- **Article**
— Begin —

Since about 1985, CCH has been involved in the development of software products for use in the preparation of income tax returns. In late 1985, it acquired from a company described as "Datapak", the copyright in a product called "Tax Schedular 11". Subsequent to its acquisition, and following further development, CCH licensed the product, primarily to public accountants, it being intended that they would use it in the preparation of income tax returns for their clients. The final product was introduced into the market place in May 1986 under the names of "CCH Solvware Tax Return Package" or "CCH Tax Package". In August 1988, CCH acquired another product; it purchased the copyright in the software known as "Taxpac" from Trilogy Business Systems Pty. Ltd. The acquisition of "Taxpac" gave to CCH access to the "client base" of Trilogy - that is, to those accountants who had been using Trilogy's products; CCH set about persuading those users to switch to the "CCH Tax Package". The acquisitions of the copyrights in these two programs were not questioned by the respondents during these proceedings and their existence constitutes a base for CCH's claim that it was a matter of company policy to acquire copyrights in products wherever possible as distinct from mere licences to use.

— End —

- **Task inputs**
— Begin —

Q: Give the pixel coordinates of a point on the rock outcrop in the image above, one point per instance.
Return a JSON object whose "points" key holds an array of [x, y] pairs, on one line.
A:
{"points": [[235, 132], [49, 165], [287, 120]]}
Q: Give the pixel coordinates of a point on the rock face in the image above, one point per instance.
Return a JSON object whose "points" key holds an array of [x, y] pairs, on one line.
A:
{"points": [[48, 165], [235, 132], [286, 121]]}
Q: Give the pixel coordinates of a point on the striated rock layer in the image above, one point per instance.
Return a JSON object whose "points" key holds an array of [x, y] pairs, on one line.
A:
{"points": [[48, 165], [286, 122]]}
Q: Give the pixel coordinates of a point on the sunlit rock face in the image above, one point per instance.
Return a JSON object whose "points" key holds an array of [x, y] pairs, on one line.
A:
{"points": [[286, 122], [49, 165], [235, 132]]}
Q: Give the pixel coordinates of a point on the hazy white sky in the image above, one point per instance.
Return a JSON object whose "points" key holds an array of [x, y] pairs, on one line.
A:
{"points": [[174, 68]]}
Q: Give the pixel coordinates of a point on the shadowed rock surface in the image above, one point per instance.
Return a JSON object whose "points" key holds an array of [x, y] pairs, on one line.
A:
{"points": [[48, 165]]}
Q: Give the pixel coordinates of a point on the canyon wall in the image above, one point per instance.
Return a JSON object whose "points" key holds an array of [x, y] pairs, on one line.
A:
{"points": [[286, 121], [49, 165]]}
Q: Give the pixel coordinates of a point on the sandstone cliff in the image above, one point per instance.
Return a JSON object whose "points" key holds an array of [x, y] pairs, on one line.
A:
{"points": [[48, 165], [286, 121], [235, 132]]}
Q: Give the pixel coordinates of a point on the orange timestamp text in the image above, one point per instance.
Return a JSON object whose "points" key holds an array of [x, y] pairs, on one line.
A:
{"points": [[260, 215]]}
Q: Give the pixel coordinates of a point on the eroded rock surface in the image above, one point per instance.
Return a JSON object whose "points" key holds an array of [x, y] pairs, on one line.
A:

— End —

- **The tasks**
A. Condense the paragraph of the CCH tax software article that begins "Since about 1985" into a bulleted list of its main facts.
B. In the entries, start at the line containing "Q: Give the pixel coordinates of a point on the sandstone" and continue through the end of the entries. Rewrite those lines with "JSON object" replaced by "JSON dictionary", changing nothing else.

- **Full answers**
A.
- Since about 1985, CCH has developed software for preparing income tax returns.
- In late 1985, it acquired from "Datapak" the copyright in "Tax Schedular 11".
- After further development, CCH licensed the product, mainly to public accountants, for preparing their clients' returns.
- The final product went on the market in May 1986 as the "CCH Solvware Tax Return Package" or "CCH Tax Package".
- In August 1988, CCH bought the copyright in "Taxpac" from Trilogy Business Systems Pty. Ltd.
- This gave CCH access to Trilogy's client base of accountants, and it tried to persuade those users to switch to the "CCH Tax Package".
- The respondents did not question either copyright acquisition. CCH relied on them to support its claim that company policy was to acquire copyrights where possible rather than mere licences to use.

B.
Q: Give the pixel coordinates of a point on the sandstone cliff in the image above, one point per instance.
Return a JSON dictionary whose "points" key holds an array of [x, y] pairs, on one line.
A:
{"points": [[48, 165], [286, 121], [235, 132]]}
Q: Give the pixel coordinates of a point on the orange timestamp text in the image above, one point per instance.
Return a JSON dictionary whose "points" key holds an array of [x, y] pairs, on one line.
A:
{"points": [[260, 215]]}
Q: Give the pixel coordinates of a point on the eroded rock surface in the image above, one point per instance.
Return a JSON dictionary whose "points" key holds an array of [x, y] pairs, on one line.
A:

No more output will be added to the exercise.